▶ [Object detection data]
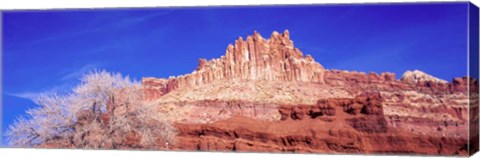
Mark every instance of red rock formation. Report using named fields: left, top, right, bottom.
left=142, top=30, right=324, bottom=99
left=135, top=31, right=478, bottom=155
left=172, top=93, right=466, bottom=155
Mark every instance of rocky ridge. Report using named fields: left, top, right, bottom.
left=142, top=31, right=478, bottom=155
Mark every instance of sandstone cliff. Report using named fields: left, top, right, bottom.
left=142, top=31, right=478, bottom=155
left=142, top=30, right=324, bottom=98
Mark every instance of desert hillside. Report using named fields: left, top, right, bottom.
left=142, top=31, right=478, bottom=155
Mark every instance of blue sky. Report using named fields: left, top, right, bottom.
left=2, top=2, right=468, bottom=146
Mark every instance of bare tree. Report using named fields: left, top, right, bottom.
left=6, top=71, right=176, bottom=149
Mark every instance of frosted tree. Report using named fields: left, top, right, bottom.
left=6, top=71, right=176, bottom=149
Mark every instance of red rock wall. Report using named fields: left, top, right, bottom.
left=142, top=31, right=324, bottom=98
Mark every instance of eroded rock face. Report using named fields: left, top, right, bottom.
left=136, top=31, right=478, bottom=155
left=142, top=30, right=324, bottom=99
left=168, top=93, right=466, bottom=155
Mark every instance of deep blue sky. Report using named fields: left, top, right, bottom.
left=2, top=2, right=468, bottom=146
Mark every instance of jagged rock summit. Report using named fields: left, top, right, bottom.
left=142, top=30, right=324, bottom=99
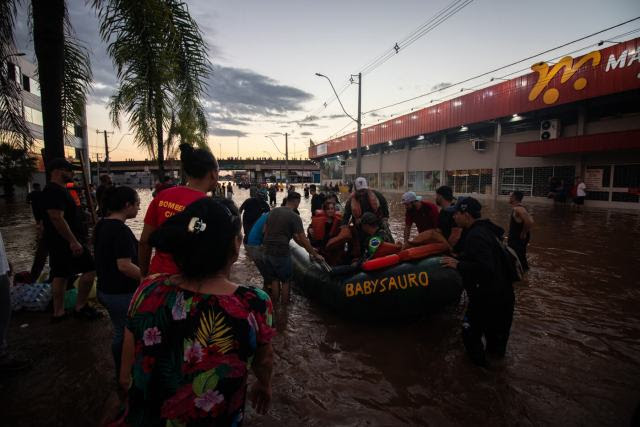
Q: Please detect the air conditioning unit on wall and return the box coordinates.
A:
[540,119,560,141]
[471,139,489,151]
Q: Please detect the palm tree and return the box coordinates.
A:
[94,0,210,175]
[0,1,33,147]
[0,0,91,171]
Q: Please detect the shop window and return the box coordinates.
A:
[382,172,404,190]
[407,171,440,191]
[586,190,609,202]
[447,169,492,194]
[611,193,639,203]
[613,164,640,188]
[22,74,31,92]
[531,166,553,197]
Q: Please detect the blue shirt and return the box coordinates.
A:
[247,212,269,246]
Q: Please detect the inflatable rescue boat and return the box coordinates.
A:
[291,241,462,319]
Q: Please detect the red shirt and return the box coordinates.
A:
[144,187,207,274]
[404,200,438,233]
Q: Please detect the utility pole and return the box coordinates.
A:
[356,73,362,178]
[284,132,289,184]
[96,129,113,175]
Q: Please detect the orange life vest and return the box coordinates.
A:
[362,254,400,271]
[311,209,342,241]
[350,190,380,219]
[372,242,402,259]
[398,243,449,262]
[65,182,82,206]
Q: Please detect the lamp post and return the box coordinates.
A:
[265,132,289,184]
[0,52,26,62]
[316,73,362,177]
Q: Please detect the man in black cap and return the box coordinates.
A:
[42,158,99,322]
[442,197,515,366]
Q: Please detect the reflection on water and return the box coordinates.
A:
[0,189,640,426]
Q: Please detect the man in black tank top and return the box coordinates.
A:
[507,191,533,271]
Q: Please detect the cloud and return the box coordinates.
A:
[206,65,312,116]
[431,82,451,91]
[209,128,248,138]
[10,0,318,136]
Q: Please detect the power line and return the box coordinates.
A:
[362,0,473,75]
[312,0,473,114]
[391,28,640,116]
[362,16,640,115]
[328,23,640,139]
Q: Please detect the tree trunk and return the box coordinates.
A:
[155,99,164,178]
[31,0,64,171]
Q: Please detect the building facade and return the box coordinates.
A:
[309,39,640,209]
[0,56,89,191]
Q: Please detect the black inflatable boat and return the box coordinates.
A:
[291,242,462,319]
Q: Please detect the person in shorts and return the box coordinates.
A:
[263,191,324,304]
[573,177,587,210]
[42,158,100,322]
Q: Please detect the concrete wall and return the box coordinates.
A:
[330,105,640,209]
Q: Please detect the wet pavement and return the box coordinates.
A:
[0,189,640,426]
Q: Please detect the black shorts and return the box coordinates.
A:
[49,245,96,279]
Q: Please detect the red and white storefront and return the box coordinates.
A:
[309,38,640,209]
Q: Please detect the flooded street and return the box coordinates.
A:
[0,188,640,426]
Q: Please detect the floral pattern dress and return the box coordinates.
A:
[125,276,275,426]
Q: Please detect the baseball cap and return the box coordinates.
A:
[360,212,380,225]
[436,185,453,200]
[354,176,369,191]
[49,157,81,171]
[454,197,482,218]
[402,191,422,203]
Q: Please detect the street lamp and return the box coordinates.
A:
[265,132,289,184]
[316,73,362,177]
[0,52,26,62]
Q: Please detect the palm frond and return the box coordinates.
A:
[196,309,233,354]
[0,0,33,147]
[62,10,93,132]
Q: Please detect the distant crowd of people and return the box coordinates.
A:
[0,140,600,425]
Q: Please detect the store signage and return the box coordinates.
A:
[584,169,604,190]
[529,50,640,105]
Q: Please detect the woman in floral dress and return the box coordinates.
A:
[120,197,275,426]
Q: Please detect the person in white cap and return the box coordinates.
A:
[342,176,389,232]
[402,191,439,243]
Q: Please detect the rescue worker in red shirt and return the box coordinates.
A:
[402,191,439,243]
[138,144,218,278]
[342,177,389,229]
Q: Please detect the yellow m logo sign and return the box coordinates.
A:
[529,51,601,105]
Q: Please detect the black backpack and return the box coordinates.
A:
[496,237,524,283]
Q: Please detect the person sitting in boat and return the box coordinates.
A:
[307,200,351,265]
[342,177,393,242]
[326,193,344,214]
[360,212,400,259]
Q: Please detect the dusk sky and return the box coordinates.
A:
[12,0,640,160]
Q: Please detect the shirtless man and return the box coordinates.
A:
[507,191,533,271]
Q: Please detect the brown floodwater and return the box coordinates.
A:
[0,189,640,426]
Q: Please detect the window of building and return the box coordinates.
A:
[362,173,379,188]
[7,62,22,85]
[24,105,42,126]
[22,74,31,92]
[382,172,404,190]
[498,166,575,197]
[407,171,440,191]
[447,169,493,194]
[29,77,40,96]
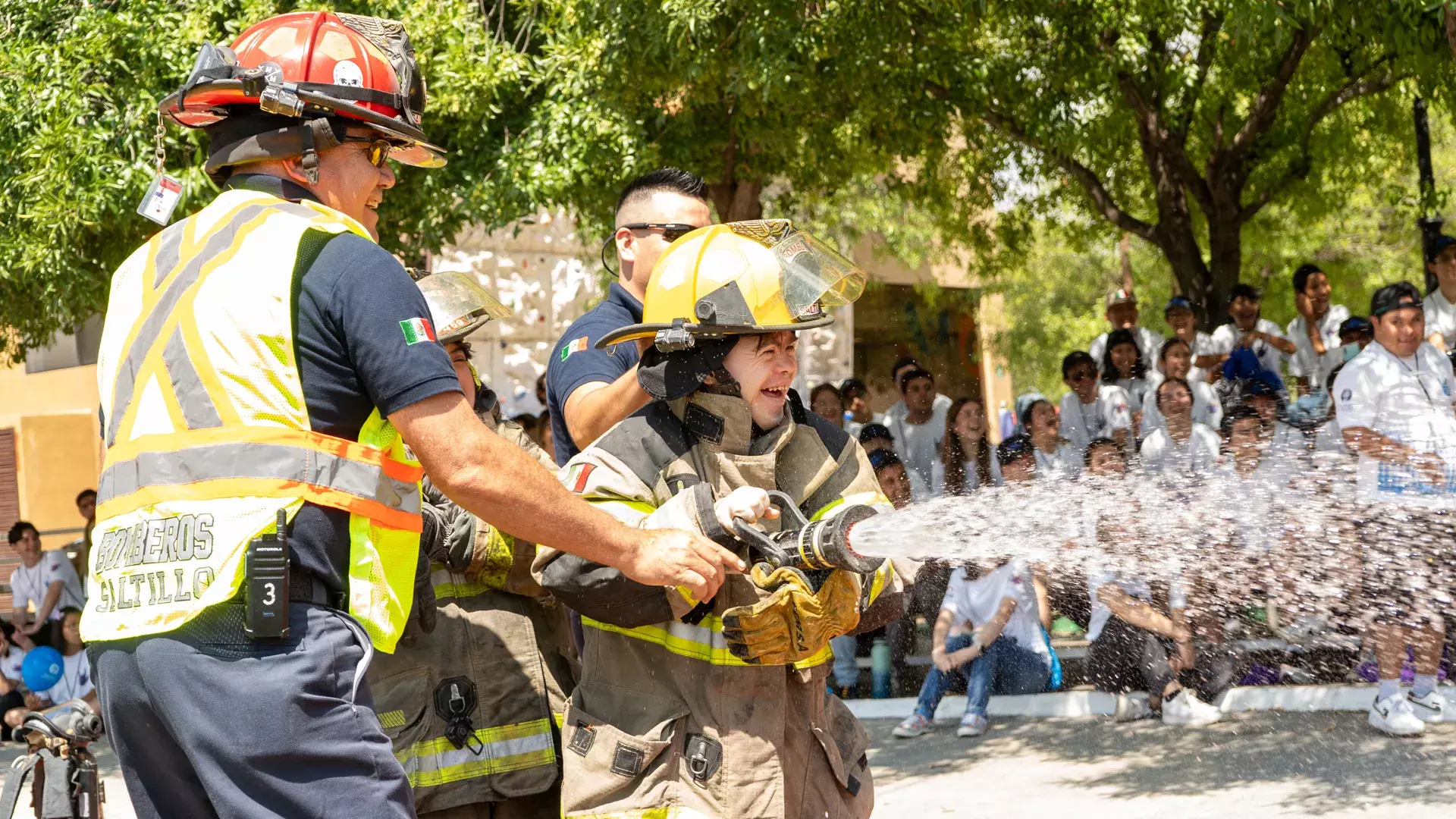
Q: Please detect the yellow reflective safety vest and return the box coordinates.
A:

▶ [Task to carry out]
Repeat the listing above word for word, leaving out the pictures.

▶ [Written answer]
Mark every instance of red rock formation. Report using named fields: left, top, right, bottom.
left=142, top=30, right=324, bottom=99
left=135, top=31, right=478, bottom=155
left=172, top=93, right=466, bottom=155
Mark every instance of rocky ridge. Report using named fields: left, top, right, bottom.
left=142, top=31, right=478, bottom=155
Mark every instance of sandstone cliff. Report using named fields: left, top, right, bottom.
left=142, top=31, right=478, bottom=155
left=142, top=30, right=324, bottom=98
Mark every instance of desert hillside. Report using named fields: left, top, right, bottom.
left=142, top=31, right=478, bottom=155
Mark every instance of blue sky. Report using named fields: left, top, right, bottom.
left=2, top=2, right=468, bottom=146
Mark every instance of bare tree. Report using named fields: left, top, right, bottom.
left=6, top=71, right=176, bottom=149
Mark every instance of frosted tree. Report using named fields: left, top, right, bottom.
left=6, top=71, right=176, bottom=149
Mark every instance of red rock wall. Report using named fields: left, top, right, bottom.
left=142, top=31, right=324, bottom=98
Mark every instance of eroded rock face. Report using named fields: left, top, right, bottom.
left=136, top=31, right=478, bottom=155
left=142, top=30, right=324, bottom=99
left=168, top=93, right=466, bottom=155
Mark every instance of deep blue sky. Report using named fields: left, top, right, bottom.
left=2, top=2, right=468, bottom=146
Mark every instance of jagged rock summit. Report using named fields: left, top, right, bottom.
left=142, top=30, right=324, bottom=99
Q: Please detect the air conditioning unit on wall and return the box coordinates.
A:
[540,119,560,141]
[471,139,489,151]
Q: Please detect the palm tree and return the box coordinates.
A:
[94,0,210,175]
[0,1,33,147]
[0,0,91,171]
Q: Please detect the shop window and return the box coordinates.
A:
[382,172,404,190]
[407,171,440,191]
[586,190,609,202]
[447,169,492,194]
[611,193,639,203]
[613,164,640,188]
[22,74,31,92]
[531,166,553,197]
Q: Please detect the blue shirt and return the box coordinates.
A:
[247,212,269,246]
Q: Please detect the inflatable rescue boat and return the box coordinates.
A:
[291,241,462,319]
Q: Please detect the red shirt and return the box coordinates.
A:
[144,187,207,274]
[404,200,438,233]
Q: Please detect the utility pole and return the box coordinates.
A:
[356,73,362,178]
[284,132,289,184]
[96,129,113,175]
Q: Please detect the orange life vest and return the box coordinates.
A:
[362,254,400,271]
[311,209,342,241]
[350,190,380,219]
[372,242,402,259]
[398,243,449,262]
[65,182,82,206]
Q: Please detect the lamp post and return the box coordinates.
A:
[265,132,289,184]
[0,52,26,62]
[316,73,362,177]
Q: Please detect the man in black cap and return the box coordinates.
A:
[42,158,99,322]
[442,197,515,366]
Q: Please detect the reflection on water and return the box coordinates.
A:
[0,189,640,426]
Q: Please detect the man in black tank top and return the box coordinates.
A:
[507,191,533,271]
Q: Please detect the cloud and return the box coordinates.
A:
[206,65,312,116]
[431,82,451,91]
[209,128,248,138]
[10,0,318,136]
Q: Please detect the power line and return the box coordinates.
A:
[362,0,473,75]
[312,0,473,114]
[391,28,640,116]
[362,16,640,115]
[328,23,640,139]
Q: Please detect the tree trunk and return the box coordinates.
A:
[155,99,164,178]
[31,0,64,171]
Q: Please detect the building facade and return the box coordinates.
A:
[309,39,640,209]
[0,56,89,191]
Q: Please detect the black inflatable boat and return the box coordinates.
A:
[291,242,462,319]
Q: Please detect the person in shorts and return the box coordinates.
A:
[263,191,324,304]
[573,177,587,210]
[42,158,100,322]
Q: Please detect the concrete wall and return the box coordinates.
A:
[330,105,640,209]
Q: Please detect the wet pavement and return the box coordinates.
A:
[0,189,640,426]
Q: Please detect the black shorts and return the box coordinates.
A:
[49,245,96,279]
Q: Please detect the red and white storefront and return the box coordinates.
A:
[309,38,640,209]
Q: Please detect the flooded street and return the box coordinates.
A:
[0,188,640,426]
Q: Please detect the floral pattern dress and return the box coordinates.
A:
[125,276,275,426]
Q: Please detect the baseball cap and return the box coordinates.
A:
[360,212,380,225]
[436,185,453,200]
[354,176,369,191]
[49,157,81,171]
[454,197,482,218]
[402,191,422,203]
Q: Please detect the street lamp and return the box coordinates.
A:
[265,132,289,184]
[316,73,362,177]
[0,52,26,62]
Q: Please detect the palm frond and return the box coordinates.
A:
[196,309,233,354]
[0,0,33,147]
[62,10,93,132]
Q: Please detect the distant crowd of people and return the box coordinates.
A:
[0,140,600,425]
Q: Please detect the store signage and return the box coordinates.
A:
[584,169,604,190]
[529,50,640,105]
Q: Please detect the woman in floral dress and return the box coordinates.
A:
[120,197,275,426]
Q: Please detect the person in white cap and return the box coordinates.
A:
[342,176,389,232]
[402,191,439,243]
Q: Please detect the rescue worker in red shirt and return the box coordinates.
A:
[402,191,439,243]
[138,144,218,278]
[342,177,389,229]
Q: Please detect the yellow m logo sign and return the box coordinates.
A:
[529,51,601,105]
Q: Please detect the black backpack and return the box coordinates.
A:
[496,237,524,283]
Q: Please detect the person sitting in boat and return the box coordinates.
A:
[307,200,351,265]
[342,177,393,242]
[326,193,344,214]
[360,212,400,259]
Q: Please detect the dusk sky and return the box coordinates.
A:
[12,0,640,160]
Q: Please detect the shirtless man and return the box coordinates.
A:
[507,191,533,271]
Q: Please detect the brown floodwater and return the box coordinates.
A:
[0,189,640,426]
Q: Please detect the window of building and return the box coordinates.
A:
[362,173,379,188]
[7,62,22,85]
[24,105,42,126]
[22,74,31,92]
[382,172,404,190]
[498,166,575,197]
[407,171,440,191]
[447,169,493,194]
[29,77,40,96]
Q: Please detect the yellow reflective safety vest and return the box coordinates.
A:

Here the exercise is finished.